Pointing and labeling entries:
============================================================
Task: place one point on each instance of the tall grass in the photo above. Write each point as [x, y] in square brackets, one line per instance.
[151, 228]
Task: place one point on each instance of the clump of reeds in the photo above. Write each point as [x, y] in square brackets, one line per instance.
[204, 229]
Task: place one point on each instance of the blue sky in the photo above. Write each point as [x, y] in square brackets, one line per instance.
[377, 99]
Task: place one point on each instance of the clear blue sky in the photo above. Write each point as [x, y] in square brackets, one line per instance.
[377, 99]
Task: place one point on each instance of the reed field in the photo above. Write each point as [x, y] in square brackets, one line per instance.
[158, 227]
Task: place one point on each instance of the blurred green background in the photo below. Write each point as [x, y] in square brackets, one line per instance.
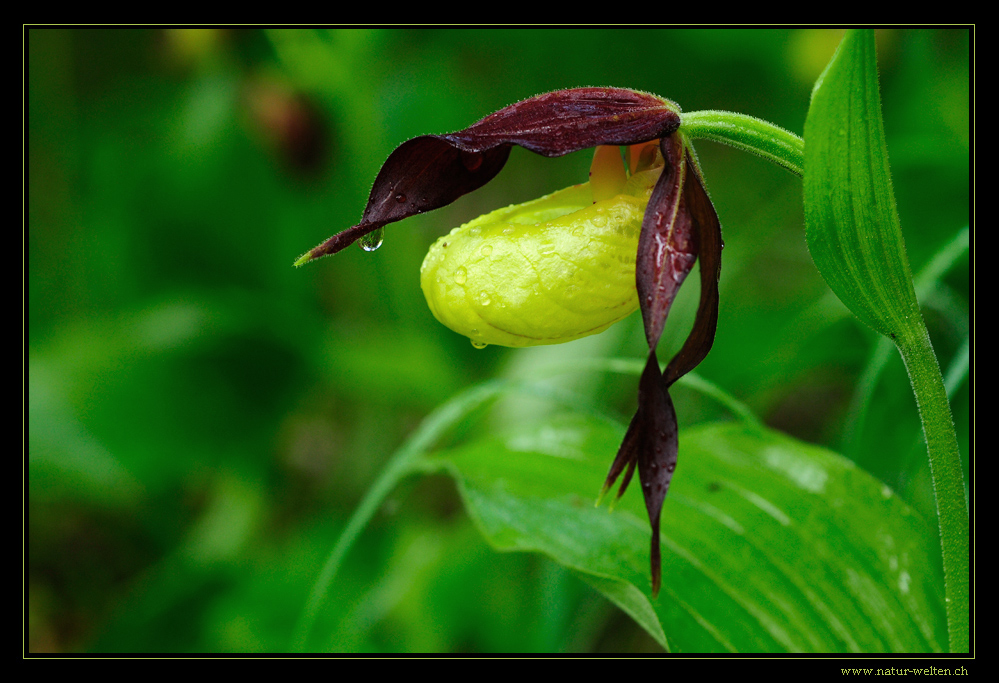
[203, 417]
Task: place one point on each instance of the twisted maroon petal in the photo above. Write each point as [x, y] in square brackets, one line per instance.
[680, 225]
[432, 171]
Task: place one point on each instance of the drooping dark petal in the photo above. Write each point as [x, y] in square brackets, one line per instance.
[707, 235]
[564, 121]
[431, 171]
[667, 246]
[657, 458]
[680, 226]
[627, 456]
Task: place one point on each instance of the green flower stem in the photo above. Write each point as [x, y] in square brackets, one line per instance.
[948, 477]
[748, 133]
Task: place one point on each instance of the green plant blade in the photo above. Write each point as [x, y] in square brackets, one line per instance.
[855, 241]
[851, 220]
[769, 544]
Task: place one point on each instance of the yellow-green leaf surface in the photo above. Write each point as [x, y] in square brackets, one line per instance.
[769, 544]
[544, 272]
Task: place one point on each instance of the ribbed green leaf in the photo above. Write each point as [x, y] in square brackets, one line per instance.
[850, 215]
[769, 544]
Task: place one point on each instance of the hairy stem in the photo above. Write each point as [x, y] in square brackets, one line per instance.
[748, 133]
[948, 478]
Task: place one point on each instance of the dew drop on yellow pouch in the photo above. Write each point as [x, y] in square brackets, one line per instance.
[547, 271]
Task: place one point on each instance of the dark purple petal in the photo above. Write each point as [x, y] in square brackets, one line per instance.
[657, 458]
[666, 248]
[432, 171]
[564, 121]
[680, 226]
[707, 234]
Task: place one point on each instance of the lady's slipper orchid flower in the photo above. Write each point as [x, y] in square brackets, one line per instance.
[565, 266]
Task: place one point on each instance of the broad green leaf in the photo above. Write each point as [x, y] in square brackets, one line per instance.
[850, 215]
[769, 544]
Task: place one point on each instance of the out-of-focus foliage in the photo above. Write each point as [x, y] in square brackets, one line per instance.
[203, 418]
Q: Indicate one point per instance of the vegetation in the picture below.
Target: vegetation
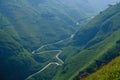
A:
(94, 42)
(110, 71)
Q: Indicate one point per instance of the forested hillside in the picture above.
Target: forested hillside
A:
(93, 45)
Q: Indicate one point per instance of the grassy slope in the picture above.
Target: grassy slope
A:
(110, 71)
(96, 43)
(37, 22)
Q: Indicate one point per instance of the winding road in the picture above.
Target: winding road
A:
(51, 63)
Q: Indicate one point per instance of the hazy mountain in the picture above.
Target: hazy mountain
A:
(26, 25)
(102, 4)
(94, 44)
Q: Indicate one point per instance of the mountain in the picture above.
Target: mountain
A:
(100, 5)
(36, 22)
(108, 72)
(26, 25)
(94, 44)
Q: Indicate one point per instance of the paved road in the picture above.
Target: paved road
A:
(51, 63)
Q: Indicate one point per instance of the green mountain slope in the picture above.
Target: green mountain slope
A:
(27, 24)
(96, 41)
(36, 22)
(110, 71)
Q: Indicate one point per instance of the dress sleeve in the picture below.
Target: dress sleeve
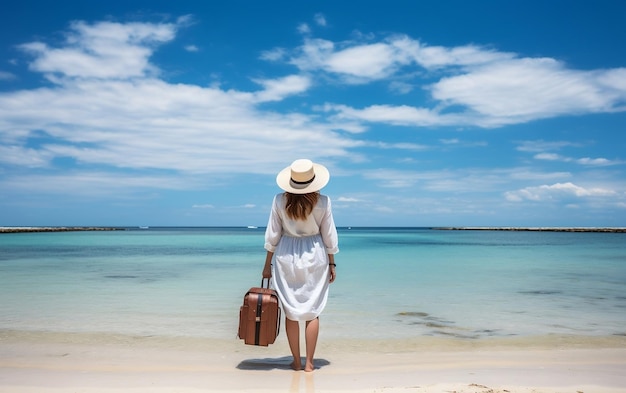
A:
(329, 231)
(274, 230)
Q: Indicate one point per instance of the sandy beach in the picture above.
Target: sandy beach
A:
(53, 363)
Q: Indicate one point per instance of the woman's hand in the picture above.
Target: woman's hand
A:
(267, 268)
(267, 271)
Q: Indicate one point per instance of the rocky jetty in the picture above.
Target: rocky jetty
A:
(538, 229)
(56, 229)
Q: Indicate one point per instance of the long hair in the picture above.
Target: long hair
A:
(299, 206)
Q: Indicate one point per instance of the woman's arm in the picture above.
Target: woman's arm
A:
(267, 269)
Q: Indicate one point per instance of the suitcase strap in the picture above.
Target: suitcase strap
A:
(259, 310)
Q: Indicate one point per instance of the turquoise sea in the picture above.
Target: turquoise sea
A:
(392, 282)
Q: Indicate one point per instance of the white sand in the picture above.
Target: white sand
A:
(54, 364)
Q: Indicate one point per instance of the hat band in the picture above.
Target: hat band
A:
(302, 183)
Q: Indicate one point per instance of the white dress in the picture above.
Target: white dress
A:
(300, 271)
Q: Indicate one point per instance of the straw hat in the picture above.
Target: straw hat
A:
(302, 177)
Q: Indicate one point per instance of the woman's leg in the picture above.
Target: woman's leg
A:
(311, 333)
(293, 336)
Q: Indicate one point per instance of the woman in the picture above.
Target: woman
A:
(301, 240)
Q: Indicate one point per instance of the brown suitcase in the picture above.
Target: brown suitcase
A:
(259, 316)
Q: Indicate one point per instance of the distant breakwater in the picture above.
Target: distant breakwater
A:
(537, 229)
(56, 229)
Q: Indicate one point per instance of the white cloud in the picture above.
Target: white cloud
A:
(542, 146)
(476, 86)
(203, 206)
(550, 157)
(348, 199)
(102, 50)
(108, 109)
(320, 19)
(278, 89)
(304, 28)
(557, 191)
(396, 115)
(275, 54)
(6, 76)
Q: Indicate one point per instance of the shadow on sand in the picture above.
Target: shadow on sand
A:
(282, 363)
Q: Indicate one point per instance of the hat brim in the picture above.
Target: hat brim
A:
(322, 176)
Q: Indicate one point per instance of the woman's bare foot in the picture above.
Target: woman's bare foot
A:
(296, 366)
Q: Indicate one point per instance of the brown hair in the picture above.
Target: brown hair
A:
(299, 206)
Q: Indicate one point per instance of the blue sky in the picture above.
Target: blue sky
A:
(427, 113)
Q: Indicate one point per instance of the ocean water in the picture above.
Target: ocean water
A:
============================================================
**Task**
Please copy all of the lines above word for word, leaving the pictures out.

**Correct output**
Task: place one point on each instance of the tall grass in the photo above. Write each point as [x, y] in square brackets, one line per instance.
[151, 228]
Task: place one point on each instance of the clump of reeds in the photo above. Write each point as [x, y] in square brackets, one line per instance.
[204, 229]
Task: place one point on each instance of the blue sky in the photo above. Write each point as [x, y] in square brackets, one line per instance.
[377, 99]
Task: place one point on each instance of the clear blue sky in the photo above. Write each point as [x, y] in square brackets, one line per instance.
[377, 99]
Task: place one point on each instance of the reed field in the photo above. Write each point as [x, y] in square brackets, one line per instance.
[158, 227]
Task: place one point on each instance of the blurred green background in the photo below. Write each point as [x, y] in square brackets, one line per instance.
[203, 417]
Task: place one point on each instance of the twisted maroon petal in the photo above. Write each point as [x, y] in square brackets, one line per instance.
[680, 225]
[432, 171]
Task: place one point on each instance of the drooping dark petal in the photo above. Write each point as [x, y] in square brackets, one line per instance.
[707, 235]
[564, 121]
[431, 171]
[667, 246]
[657, 458]
[680, 226]
[627, 456]
Task: place one point on each instance of the green flower stem in the photo above. Write each point as [x, y] in square brackets, one line per instance.
[948, 477]
[748, 133]
Task: place one point on each instance of the green plant blade in the photo above. Write each point as [x, y] in square brackets, one line per instance.
[855, 241]
[851, 220]
[769, 544]
Task: place one point on each instance of the yellow-green leaf surface in the photo above. Write each point as [x, y] in square brackets, one line per instance.
[769, 544]
[544, 272]
Task: place one point on each instance of the ribbed green leaf in the photo above. Write each point as [x, y] in square brackets, one line per instance.
[850, 215]
[769, 544]
Task: place one point on each instance of the hairy stem in the photo above. Write each point as [x, y] in square brackets, one line per instance.
[748, 133]
[948, 478]
Task: place one point on each instance of the dew drop on yellow pouch in the photo above. Write each point as [x, y] in square brackets, one line per instance.
[547, 271]
Task: place one point on each instance of the dark purple petal in the photo above. Write each point as [x, y] in square brackets, one line per instance.
[657, 458]
[666, 248]
[432, 171]
[564, 121]
[680, 226]
[707, 234]
Task: place one point on each instance of the lady's slipper orchid flower in the photo above. Write each point as [x, y] in square brackets, one line per instance.
[565, 266]
Task: place one point on each instance of the broad green leaf in the photo above. Write each point as [x, y] in square brackets, one line per instance.
[850, 215]
[769, 544]
Task: place one point on each instance of the out-of-focus foliage in the photo above. Write each point as [x, y] in square brackets, one line per instance.
[203, 418]
Q: Indicate one point per instance of the vegetation in the picture below.
Target: vegetation
A:
(94, 42)
(110, 71)
Q: Indicate one point per instance of the forested hillside in the picture above.
Target: forested hillside
A:
(93, 45)
Q: Indicate one point per instance of the grassy slope in the picture above.
Target: grassy slope
A:
(110, 71)
(96, 43)
(37, 22)
Q: Indicate one point per instance of the winding road in the picture above.
Target: winding road
A:
(51, 63)
Q: Indicate one point per instance of the hazy mountain in the picture above.
Target: hazy mountain
A:
(26, 25)
(102, 4)
(94, 44)
Q: Indicate one point per instance of the mountain in the picture above.
Target: mountain
A:
(100, 5)
(36, 22)
(108, 72)
(26, 25)
(94, 44)
Q: Indicate one point per instance of the paved road in the picture above.
Target: paved road
A:
(51, 63)
Q: Indicate one point per instance of the green mountain slope in the picture above.
Target: green mountain slope
A:
(27, 24)
(96, 41)
(36, 22)
(110, 71)
Q: Indicate one point per instance of the dress sleeve in the picture below.
Target: dress sleeve
A:
(329, 231)
(274, 230)
Q: Indicate one point per instance of the sandy beach in the picture above.
Target: sandy beach
A:
(53, 363)
Q: Indicate one point per instance of the woman's hand in the picture above.
Target: woman's hand
A:
(267, 268)
(267, 271)
Q: Indicate one point per instance of the rocky jetty in the picture above.
Target: rocky jetty
A:
(538, 229)
(56, 229)
Q: Indicate one point per instance of the long hair in the picture above.
Target: long hair
A:
(299, 206)
Q: Indicate one point per instance of the woman's arm in the picture above.
Target: woman's arm
A:
(267, 269)
Q: Indicate one point per instance of the suitcase strap in the picture above.
Target: suitcase strap
A:
(259, 310)
Q: Indicate one point per instance of the turquoise sea in the picture above.
Target: turquoise sea
A:
(392, 282)
Q: Indicate one point per instance of the white sand in the picture above.
Target: white sand
A:
(54, 364)
Q: Indicate one point per instance of the hat band in the picture above.
Target: hat band
A:
(302, 183)
Q: Indicate one point per instance of the white dress in the picture above.
Target: white dress
A:
(300, 271)
Q: Indicate one point per instance of the straw hat in the picture above.
Target: straw hat
A:
(302, 177)
Q: Indicate one point per instance of the woman's leg in the picture above.
Target: woman's leg
A:
(311, 333)
(293, 336)
Q: Indicate one point per instance of the woman in the picture above.
Target: woman
A:
(301, 240)
Q: Indicate one point per instance of the brown suitcase in the picture above.
Target: brown suitcase
A:
(259, 316)
Q: Indicate one point per instance of the distant breakwater in the picture above.
Target: distant breakwater
A:
(537, 229)
(56, 229)
Q: Indicate one point per instance of the white cloud in the picture above.
Target: white cloud
A:
(542, 146)
(476, 86)
(203, 206)
(550, 157)
(348, 199)
(102, 50)
(108, 109)
(320, 19)
(278, 89)
(304, 28)
(557, 191)
(396, 115)
(275, 54)
(6, 76)
Q: Indicate one point per instance of the shadow on sand in the picture above.
Target: shadow on sand
A:
(282, 363)
Q: Indicate one point per instance of the hat brim in the picture above.
Target: hat brim
A:
(322, 176)
Q: Indicate one point per instance of the woman's bare foot in the picture above.
Target: woman's bare foot
A:
(296, 366)
Q: Indicate one point per instance of the brown hair in the picture above.
Target: brown hair
A:
(299, 206)
Q: Indicate one point per instance of the blue sky in the picture above.
Target: blue sky
A:
(427, 113)
Q: Indicate one point per instance of the ocean water in the picture above.
Target: ocean water
A:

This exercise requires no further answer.